### PROBLEM DESCRIPTION
Once the data has been read, print it back in full, exactly.

Records from a data collection
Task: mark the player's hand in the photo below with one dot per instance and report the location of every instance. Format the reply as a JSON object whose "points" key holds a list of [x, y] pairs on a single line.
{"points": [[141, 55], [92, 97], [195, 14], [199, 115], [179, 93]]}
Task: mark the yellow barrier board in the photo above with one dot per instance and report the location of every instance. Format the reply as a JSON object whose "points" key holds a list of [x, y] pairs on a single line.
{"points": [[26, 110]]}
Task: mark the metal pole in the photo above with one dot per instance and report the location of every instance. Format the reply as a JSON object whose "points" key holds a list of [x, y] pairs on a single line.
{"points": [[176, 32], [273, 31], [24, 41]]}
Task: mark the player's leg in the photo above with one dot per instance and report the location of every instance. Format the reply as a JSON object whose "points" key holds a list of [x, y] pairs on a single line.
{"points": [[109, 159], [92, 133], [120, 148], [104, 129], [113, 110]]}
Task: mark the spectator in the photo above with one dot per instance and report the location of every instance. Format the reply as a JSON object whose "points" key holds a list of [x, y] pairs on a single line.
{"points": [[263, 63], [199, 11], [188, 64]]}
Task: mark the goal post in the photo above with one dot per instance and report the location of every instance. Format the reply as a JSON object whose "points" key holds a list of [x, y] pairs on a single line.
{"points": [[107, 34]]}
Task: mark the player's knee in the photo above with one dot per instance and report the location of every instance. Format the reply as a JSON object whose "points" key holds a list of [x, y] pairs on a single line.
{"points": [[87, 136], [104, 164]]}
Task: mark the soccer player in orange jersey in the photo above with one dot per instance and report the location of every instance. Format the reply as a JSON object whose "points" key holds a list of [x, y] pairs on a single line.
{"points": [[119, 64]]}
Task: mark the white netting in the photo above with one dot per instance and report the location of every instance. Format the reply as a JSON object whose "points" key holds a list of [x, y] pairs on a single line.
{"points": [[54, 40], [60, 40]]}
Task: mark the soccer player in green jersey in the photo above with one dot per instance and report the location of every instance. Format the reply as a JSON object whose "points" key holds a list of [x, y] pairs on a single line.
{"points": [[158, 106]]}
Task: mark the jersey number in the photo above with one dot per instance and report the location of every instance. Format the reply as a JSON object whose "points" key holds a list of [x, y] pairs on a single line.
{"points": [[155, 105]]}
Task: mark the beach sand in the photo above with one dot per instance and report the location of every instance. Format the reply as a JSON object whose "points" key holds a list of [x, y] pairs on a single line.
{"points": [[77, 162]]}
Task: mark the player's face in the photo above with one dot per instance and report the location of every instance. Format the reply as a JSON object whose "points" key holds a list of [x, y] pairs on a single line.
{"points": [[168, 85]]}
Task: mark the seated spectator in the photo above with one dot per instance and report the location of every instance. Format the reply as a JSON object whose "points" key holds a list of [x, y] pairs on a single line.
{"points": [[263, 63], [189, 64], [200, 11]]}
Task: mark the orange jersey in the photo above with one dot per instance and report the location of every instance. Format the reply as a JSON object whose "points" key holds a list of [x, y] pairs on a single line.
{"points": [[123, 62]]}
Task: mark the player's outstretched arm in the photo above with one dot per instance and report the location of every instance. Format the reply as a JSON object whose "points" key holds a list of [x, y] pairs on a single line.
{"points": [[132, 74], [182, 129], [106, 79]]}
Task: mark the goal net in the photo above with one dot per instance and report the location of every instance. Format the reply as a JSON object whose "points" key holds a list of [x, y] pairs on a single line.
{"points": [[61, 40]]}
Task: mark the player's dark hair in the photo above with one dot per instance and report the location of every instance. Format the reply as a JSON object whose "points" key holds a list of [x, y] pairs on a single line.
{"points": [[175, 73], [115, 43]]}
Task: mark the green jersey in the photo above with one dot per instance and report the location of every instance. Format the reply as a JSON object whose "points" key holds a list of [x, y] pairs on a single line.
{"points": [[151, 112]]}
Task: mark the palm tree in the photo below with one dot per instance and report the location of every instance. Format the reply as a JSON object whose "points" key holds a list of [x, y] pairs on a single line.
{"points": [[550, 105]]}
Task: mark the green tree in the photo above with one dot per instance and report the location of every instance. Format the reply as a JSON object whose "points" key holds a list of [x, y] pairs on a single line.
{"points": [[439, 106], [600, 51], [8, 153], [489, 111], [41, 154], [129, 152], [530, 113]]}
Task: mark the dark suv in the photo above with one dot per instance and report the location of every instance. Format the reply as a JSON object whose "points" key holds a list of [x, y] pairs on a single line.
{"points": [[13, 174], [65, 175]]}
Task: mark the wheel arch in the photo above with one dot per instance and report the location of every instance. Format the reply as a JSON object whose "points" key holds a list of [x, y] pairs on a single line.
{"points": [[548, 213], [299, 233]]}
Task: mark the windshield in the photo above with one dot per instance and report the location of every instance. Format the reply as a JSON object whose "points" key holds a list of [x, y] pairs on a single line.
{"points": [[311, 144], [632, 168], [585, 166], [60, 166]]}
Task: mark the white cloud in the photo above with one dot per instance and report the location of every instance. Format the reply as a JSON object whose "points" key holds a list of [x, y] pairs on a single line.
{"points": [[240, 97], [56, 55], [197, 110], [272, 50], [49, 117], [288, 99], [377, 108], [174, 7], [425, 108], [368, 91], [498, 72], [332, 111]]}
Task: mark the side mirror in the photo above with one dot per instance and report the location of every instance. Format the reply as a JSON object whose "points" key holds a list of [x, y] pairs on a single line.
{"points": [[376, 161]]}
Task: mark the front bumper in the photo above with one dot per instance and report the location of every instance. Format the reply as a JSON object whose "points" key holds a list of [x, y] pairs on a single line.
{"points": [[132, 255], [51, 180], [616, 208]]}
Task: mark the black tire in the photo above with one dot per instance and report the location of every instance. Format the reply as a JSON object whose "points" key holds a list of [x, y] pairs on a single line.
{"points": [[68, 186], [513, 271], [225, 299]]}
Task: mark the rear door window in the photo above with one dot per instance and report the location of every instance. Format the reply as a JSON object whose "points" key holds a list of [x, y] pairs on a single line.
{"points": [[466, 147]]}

### PROBLEM SOLUTION
Task: mark the player's hand in the photo below with one dot per instance and report the location of every instance. Format the reply as a JSON object whose "points" key holds a list of [x, y] pairs on a single line.
{"points": [[141, 55], [92, 97], [195, 14], [199, 115], [179, 93]]}
Task: mark the yellow barrier board in the photo above with one dot per instance and report the location of every instance. Format the reply as a JSON object whose "points" key holds a list of [x, y] pairs on a single line.
{"points": [[26, 110]]}
Task: mark the metal pole in the photo above with one dot per instance and report the location of every instance. Format the reply as a JSON object whose "points" key holds a list of [x, y] pairs on a single line.
{"points": [[176, 32], [273, 31], [24, 41]]}
Task: mark the player's leg in the photo above with one dot per instance and report the location of every instance. Format the reply as a JSON object whose "points" key holds a list of [x, y] pairs on a single line.
{"points": [[109, 159], [92, 133], [120, 148], [104, 129], [113, 110]]}
Task: mark the spectator in the photo above with one dot per instance and report the location of every instance. Format the reply as a JSON object whose "points" key holds a list of [x, y] pairs on a single line.
{"points": [[263, 63], [199, 11], [188, 64]]}
Task: mark the goal post in the photo above with one dot per instance and report the location of every instance. Format the reply as a JSON object whose "points" key holds a list of [x, y] pairs on a single line.
{"points": [[107, 34]]}
Task: mark the player's knee in the photo above with one dot per instance and report the location of every instance. Format the reply as a JSON object whose "points" key holds a list of [x, y] pairs on a single line.
{"points": [[87, 136], [104, 164]]}
Task: mark the soccer player in orange jersey in the photo above with one dot per instance and report the location of every instance. Format the reply as a JSON object whose "points" key holds a list of [x, y] pairs on a single line.
{"points": [[119, 64]]}
Task: mark the white netting in the photo above with one dot per instance and report the location of every instance. Format the reply as a JSON object whose "points" key holds a list of [x, y] pairs on a single line.
{"points": [[54, 40], [60, 40]]}
Task: mark the soccer player in green jersey in the photo above with one dot per instance and report the location of every instance. Format the reply as a JSON object whose "points" key holds a list of [x, y] pairs on a single line.
{"points": [[158, 106]]}
Task: mark the jersey number in the photo above with one dot per instance and report the location of every instance. Format the reply as a JSON object whose "points" key holds a list of [x, y] pairs on a single line.
{"points": [[155, 105]]}
Task: mark the beach sand in the photo above with one dot per instance and report the location of every instance. Format the reply as a JSON object whose "points" key holds a list of [x, y] pairs on a single line.
{"points": [[77, 162]]}
Task: mark the player's face in the photo above with one dot per instance and report the location of every instance. Format the reply as a JSON object whose "points" key holds a list of [x, y] pairs on a single line.
{"points": [[168, 85]]}
Task: mark the seated spectator in the photo above with one dot per instance and report the location of every instance. Format the reply as a JSON object whose "points" key holds a list of [x, y] pairs on a single line.
{"points": [[263, 63], [189, 64], [200, 11]]}
Task: mark the orange jersey in the photo above with one dot per instance and report the location of every instance. Format the reply as a JSON object whose "points" key holds a list of [x, y] pairs on a single line.
{"points": [[123, 62]]}
Task: mark the player's outstretched arm in the photo above with one dot per instance and report the location of every instance. Format the reply as a JSON object whose "points" key holds a list of [x, y] pairs on a single line.
{"points": [[132, 74], [182, 129], [106, 79]]}
Task: mark the goal net in the photo above with one dot per instance and report the location of every instance. Format the reply as a JSON object whose "points" key holds a list of [x, y] pairs on a single line.
{"points": [[61, 40]]}
Task: mark the player's dark hair in the photo above with one dot per instance and report the location of every instance. Format the reply as a JSON object whose "points" key holds a list of [x, y] pairs on a single line.
{"points": [[175, 73], [115, 43]]}
Task: mark the green jersey in the photo above with one dot per instance and report the location of every instance. Format the reply as a JSON object whose "points" key holds a list of [x, y] pairs on a single line.
{"points": [[151, 112]]}
Task: mark the palm tree in the photo below with one dot per instance and report the location of every instance. Format the reply as a JSON object whose "points" key holds a list of [x, y] pairs on a single line.
{"points": [[550, 105]]}
Task: mark the green tree in the photo above with one dot per instance and report the location of every instance. Format the reply as a JSON object whose "points" key holds a list of [x, y] pairs on a single line.
{"points": [[439, 106], [600, 51], [8, 153], [489, 111], [41, 154], [129, 152], [530, 113]]}
Task: mark the dark suv in the photo above with one dot per instance and report the location of every instance. Format the reply as a JSON object whose "points" key holds a list of [x, y] pairs on a single line.
{"points": [[13, 174], [65, 175]]}
Task: mark the wheel arch in the photo above with one dot per instance and report the location of every instance. Format the reply as a JSON object whose "points" key holds a list of [x, y] pairs on a single line.
{"points": [[548, 213], [299, 233]]}
Task: mark the windshield in the photo above with one dot per instance and report the location of every instance. Format the reply as a JSON object whose "points" key holds a list of [x, y] pairs on a single line.
{"points": [[311, 144], [632, 168], [585, 166], [60, 166]]}
Task: mark the white cloud in the photo above with one dot per instance and report the location of every instance. Format the reply as a JSON object whose "points" key holds a list of [x, y] pairs on a single line.
{"points": [[240, 97], [56, 55], [197, 110], [272, 50], [49, 117], [288, 99], [377, 108], [174, 7], [425, 108], [368, 91], [498, 72], [332, 111]]}
Task: mark the side mirror in the photo above with one dot per instance and report the location of every instance. Format the reply as a JSON object whose "points" key holds a list of [x, y] pairs on a single line.
{"points": [[376, 161]]}
Task: mark the front bumper in the photo above with one dot per instance and report the location of every instance. Format the reply as a JSON object whose "points" key holds a list of [x, y] pairs on a single line.
{"points": [[132, 255], [51, 180], [616, 208]]}
Task: mark the black tire in the photo above with one dot per instance and report the location of every instance. Format the reply as a JSON object whose "points" key holds a list of [x, y] pairs on a single line.
{"points": [[68, 186], [513, 271], [225, 299]]}
Task: mark the rear door window in the photo above with one dot per instance and report the location of every instance. Format the reply as a JSON object whose "points" key holds a list of [x, y] pairs on a single line.
{"points": [[466, 147]]}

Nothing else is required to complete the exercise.